INPUT FOR THIS TASK:
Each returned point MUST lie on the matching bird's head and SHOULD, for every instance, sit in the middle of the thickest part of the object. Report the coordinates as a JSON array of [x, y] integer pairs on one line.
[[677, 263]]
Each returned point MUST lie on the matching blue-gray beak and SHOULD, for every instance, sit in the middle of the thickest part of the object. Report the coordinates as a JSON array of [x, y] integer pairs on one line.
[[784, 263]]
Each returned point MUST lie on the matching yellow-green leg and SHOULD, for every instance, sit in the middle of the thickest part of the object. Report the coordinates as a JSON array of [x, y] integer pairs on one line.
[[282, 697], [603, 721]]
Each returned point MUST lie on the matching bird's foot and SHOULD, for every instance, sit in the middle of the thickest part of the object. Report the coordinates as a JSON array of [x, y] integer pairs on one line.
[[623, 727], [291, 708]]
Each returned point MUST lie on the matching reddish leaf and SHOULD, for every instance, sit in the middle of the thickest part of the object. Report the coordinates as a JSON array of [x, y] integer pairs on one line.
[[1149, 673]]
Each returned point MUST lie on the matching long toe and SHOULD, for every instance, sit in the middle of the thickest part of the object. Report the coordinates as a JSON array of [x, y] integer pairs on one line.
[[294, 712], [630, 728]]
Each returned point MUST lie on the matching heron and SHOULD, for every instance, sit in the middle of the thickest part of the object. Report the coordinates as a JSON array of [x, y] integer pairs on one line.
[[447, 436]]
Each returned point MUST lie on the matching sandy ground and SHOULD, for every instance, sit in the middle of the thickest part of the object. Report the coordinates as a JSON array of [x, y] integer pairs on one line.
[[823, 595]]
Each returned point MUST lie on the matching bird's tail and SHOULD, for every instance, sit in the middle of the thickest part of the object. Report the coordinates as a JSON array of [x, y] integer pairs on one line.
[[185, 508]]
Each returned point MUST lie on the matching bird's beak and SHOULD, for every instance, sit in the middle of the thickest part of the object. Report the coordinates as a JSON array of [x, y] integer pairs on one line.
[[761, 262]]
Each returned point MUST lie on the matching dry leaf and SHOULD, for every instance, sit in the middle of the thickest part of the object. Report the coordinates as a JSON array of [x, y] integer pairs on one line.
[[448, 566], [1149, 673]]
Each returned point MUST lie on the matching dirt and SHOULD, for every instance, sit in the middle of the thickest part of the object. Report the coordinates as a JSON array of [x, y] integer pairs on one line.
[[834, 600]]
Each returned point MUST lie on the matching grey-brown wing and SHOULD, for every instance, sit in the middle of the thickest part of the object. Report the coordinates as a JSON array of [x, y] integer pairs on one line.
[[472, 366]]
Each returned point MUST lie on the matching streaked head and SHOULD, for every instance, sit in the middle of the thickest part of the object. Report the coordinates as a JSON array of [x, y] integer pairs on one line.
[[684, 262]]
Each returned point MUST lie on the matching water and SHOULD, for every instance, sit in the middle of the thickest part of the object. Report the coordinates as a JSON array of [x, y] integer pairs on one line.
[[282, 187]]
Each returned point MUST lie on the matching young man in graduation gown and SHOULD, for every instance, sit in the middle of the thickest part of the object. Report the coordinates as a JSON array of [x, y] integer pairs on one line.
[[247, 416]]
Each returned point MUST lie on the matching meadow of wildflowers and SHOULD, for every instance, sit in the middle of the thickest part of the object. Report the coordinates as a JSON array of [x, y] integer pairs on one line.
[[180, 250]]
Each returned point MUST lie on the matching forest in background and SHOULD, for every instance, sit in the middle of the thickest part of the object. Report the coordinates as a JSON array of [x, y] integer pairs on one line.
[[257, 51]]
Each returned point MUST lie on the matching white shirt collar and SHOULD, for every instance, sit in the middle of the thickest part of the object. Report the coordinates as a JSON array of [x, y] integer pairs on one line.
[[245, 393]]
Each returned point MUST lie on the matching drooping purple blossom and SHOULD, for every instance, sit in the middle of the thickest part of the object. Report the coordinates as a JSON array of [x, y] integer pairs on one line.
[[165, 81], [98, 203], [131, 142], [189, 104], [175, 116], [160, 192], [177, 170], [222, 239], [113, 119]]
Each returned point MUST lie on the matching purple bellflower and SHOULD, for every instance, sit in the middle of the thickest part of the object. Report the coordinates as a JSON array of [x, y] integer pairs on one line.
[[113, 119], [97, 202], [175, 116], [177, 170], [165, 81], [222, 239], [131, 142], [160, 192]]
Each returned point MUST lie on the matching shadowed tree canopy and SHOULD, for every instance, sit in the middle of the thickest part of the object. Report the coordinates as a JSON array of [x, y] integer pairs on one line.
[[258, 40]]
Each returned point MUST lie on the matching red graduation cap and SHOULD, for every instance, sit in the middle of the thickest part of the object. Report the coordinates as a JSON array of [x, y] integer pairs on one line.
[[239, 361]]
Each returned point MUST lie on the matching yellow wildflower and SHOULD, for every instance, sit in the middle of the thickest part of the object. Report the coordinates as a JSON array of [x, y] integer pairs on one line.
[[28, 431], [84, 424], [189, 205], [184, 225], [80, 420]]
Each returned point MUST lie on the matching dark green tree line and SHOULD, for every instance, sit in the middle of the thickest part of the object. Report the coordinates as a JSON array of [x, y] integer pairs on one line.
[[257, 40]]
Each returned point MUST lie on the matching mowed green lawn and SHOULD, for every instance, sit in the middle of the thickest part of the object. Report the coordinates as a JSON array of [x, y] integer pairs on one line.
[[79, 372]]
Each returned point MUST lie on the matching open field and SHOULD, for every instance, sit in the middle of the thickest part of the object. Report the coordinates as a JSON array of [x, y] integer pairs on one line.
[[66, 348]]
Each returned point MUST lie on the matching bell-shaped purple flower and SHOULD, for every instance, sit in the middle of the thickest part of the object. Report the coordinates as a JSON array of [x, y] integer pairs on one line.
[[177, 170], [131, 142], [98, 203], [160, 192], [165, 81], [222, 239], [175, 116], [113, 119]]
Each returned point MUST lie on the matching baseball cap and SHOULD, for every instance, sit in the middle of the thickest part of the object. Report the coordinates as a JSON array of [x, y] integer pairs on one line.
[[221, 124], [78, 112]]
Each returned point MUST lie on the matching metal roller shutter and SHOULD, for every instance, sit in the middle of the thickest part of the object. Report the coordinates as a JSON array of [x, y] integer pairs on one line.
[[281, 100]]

WORK TASK: Type the whole listing again, unaltered.

ANSWER BOX:
Each returned point MUST lie on the matching bird's head and SHOULD, for every instance, sit in the middle of the thickest part of the object. Report the coordinates as a JSON array of [x, y] integer pairs on one line.
[[677, 263]]
Each returned point MUST lie on the matching blue-gray beak and SHOULD, for every instance, sit in the middle of the thickest part of the object. Report the coordinates as a JSON array of [x, y] integer pairs on one line.
[[784, 263]]
Each returned point MUST lie on the matching yellow-green leg and SHOULD, for every instance, sit in the middle of the thickest part of the object. Report the coordinates as a JSON array of [x, y] integer pairs on one line.
[[282, 697], [603, 721]]
Each returned point MUST lie on the matching bird's foot and SHOULD, for every instance, sit in the middle of the thickest part of the object. Report the coordinates as a JSON array of [x, y] integer pairs on one line.
[[623, 727], [291, 708]]
Each returned point MUST lie on the matching reddish leaf and SHOULD, for every instance, sit in the middle of the thickest part of the object. Report the coordinates as a JSON array of [x, y] integer pairs on one line.
[[1149, 673]]
Each returned point MUST lie on the matching long toe and SHOULD, for every instance, sit in the middle of the thickest part of the object. Report the coordinates as a JSON array of [x, y] integer pairs on one line.
[[294, 712], [630, 728]]
Each returned point MUST lie on the matching heron and SHOULD, for every instance, sit in the middle of the thickest part of the object. Report the coordinates as a JSON array of [x, y] integer pairs on one line.
[[447, 436]]
Each returned point MUST lie on the matching sandy ground and SHOULD, for every instance, sit in the middle of the thickest part of the object. Report the coordinates as a JSON array of [x, y] integer pairs on one line.
[[823, 595]]
Each returned point MUST lie on the matching bird's tail and SHOULD, for every instance, sit in the middle of the thickest part of the object. Report the coordinates as a JSON array of [x, y] integer pairs on one line.
[[185, 508]]
Each returned point MUST lie on the matching bird's beak and SHOULD, for every instance, sit in the middle of the thickest part of the object. Report the coordinates as a JSON array of [x, y] integer pairs on one line.
[[761, 262]]
Each returned point MUST lie on the matching dry leaf and SHOULD, for every instance, sit in the middle of the thickest part of the object. Report the coordinates as a JSON array of [x, y] integer pairs on one line.
[[448, 566], [1149, 673]]
Each returned point MUST lie on the matching dirt and SHOULD, for every instance, sit in the middle of the thickest part of the object. Report the coordinates as a JSON array of [x, y] integer pairs on one line.
[[834, 600]]
Each returned point MUST lie on the matching grey-brown wing and SHOULD, for every instance, sit in the middle of the thickest part of the object. Report the coordinates as a JSON array of [x, y] integer pairs on one line.
[[472, 366]]
Each returned point MUST lie on the matching streaked head and SHOULD, for every instance, sit in the middle of the thickest part of the object. Report the coordinates as a JSON array of [x, y] integer pairs on one line.
[[684, 262]]
Each returned point MUST lie on the matching water and SHOULD, for every instance, sit in the middle of the thickest part of the object. Report the coordinates as a JSON array of [x, y] integer pairs on one line.
[[282, 187]]
Each returned point MUST lie on the matching young man in graduation gown and SHOULD, for every instance, sit in the middle of the thickest part of the object. Report the coordinates as a JSON array of [x, y] integer pairs on one line.
[[247, 416]]
Each returned point MUST lie on the matching meadow of wildflowers and SHOULD, for every instance, sit in the middle of the thickest part of the object. Report the coordinates as a JSON array of [x, y] integer pairs on one line.
[[180, 250]]
Each returned point MUST lie on the matching forest in background and SHOULD, for every instance, sit in the middle of the thickest part of the object. Report the coordinates as a JSON array of [x, y] integer pairs on one line.
[[257, 51]]
Each returned point MUST lie on the matching white shirt collar and SHOULD, for every instance, sit in the middle of the thickest part of the object. Report the coordinates as a JSON array of [x, y] integer pairs on one line.
[[245, 393]]
Each returned point MUST lie on the matching drooping purple blossom and SHOULD, for every instance, sit in the middle of the thickest part of the object. Report the coordinates as a JSON array of [x, y] integer pairs on one line.
[[165, 81], [98, 203], [131, 142], [189, 104], [175, 116], [160, 192], [177, 170], [222, 239], [113, 119]]
Each returned point MUST lie on the matching purple bellflower and SHOULD, for every instance, sit in the middle of the thickest part of the object. Report the coordinates as a JSON array of [x, y] integer pairs on one line.
[[113, 119], [97, 202], [175, 116], [177, 170], [165, 81], [222, 239], [131, 142], [160, 192]]
Each returned point MUST lie on the matching shadowed tree canopy and SHOULD, for every instance, sit in the middle of the thickest part of the object. Report the coordinates as a JSON array of [x, y] integer pairs on one line.
[[258, 40]]
Each returned point MUST lie on the matching red graduation cap and SHOULD, for every instance, sit in the middle of the thickest part of the object. Report the coordinates as a JSON array of [x, y] integer pairs on one line.
[[239, 361]]
Each returned point MUST lie on the matching yellow wildflower and SHOULD, for every instance, sit in the middle of the thickest part of the object. Report the coordinates as a JSON array of [x, y] integer pairs on one line.
[[28, 431], [84, 424], [189, 205], [184, 225], [80, 420]]
Each returned point MUST lie on the matching dark green tree line and SHOULD, for every instance, sit in the middle of the thickest part of the object. Report the coordinates as a JSON array of [x, y] integer pairs on one line.
[[257, 40]]
Each returned point MUST lie on the matching mowed green lawn and SHOULD, for every instance, sit in the middle of the thickest part of the object. Report the coordinates as a JSON array of [x, y] integer pairs on one line.
[[79, 372]]
Each returned point MUST lie on the matching open field and SHOULD, for every instance, sit in the middle of the thickest part of the object. Report the coordinates as a JSON array of [x, y] integer pairs on one line.
[[66, 348]]
Each returned point MUST lie on the matching bell-shaped purple flower and SHOULD, for every instance, sit in the middle of the thickest part of the object. Report the coordinates as a JSON array of [x, y] integer pairs on one line.
[[177, 170], [131, 142], [98, 203], [160, 192], [165, 81], [222, 239], [175, 116], [113, 119]]
Each returned point MUST lie on the matching baseball cap and SHOULD, for every instance, sit in the middle of the thickest part of the object. Report the coordinates as a JSON array of [x, y] integer pairs on one line.
[[221, 124], [78, 112]]
Each returned point MUST lie on the matching metal roller shutter and SHOULD, for every instance, sit in the middle of the thickest part of the object. Report the coordinates as a JSON array of [x, y] integer pairs on one line.
[[281, 100]]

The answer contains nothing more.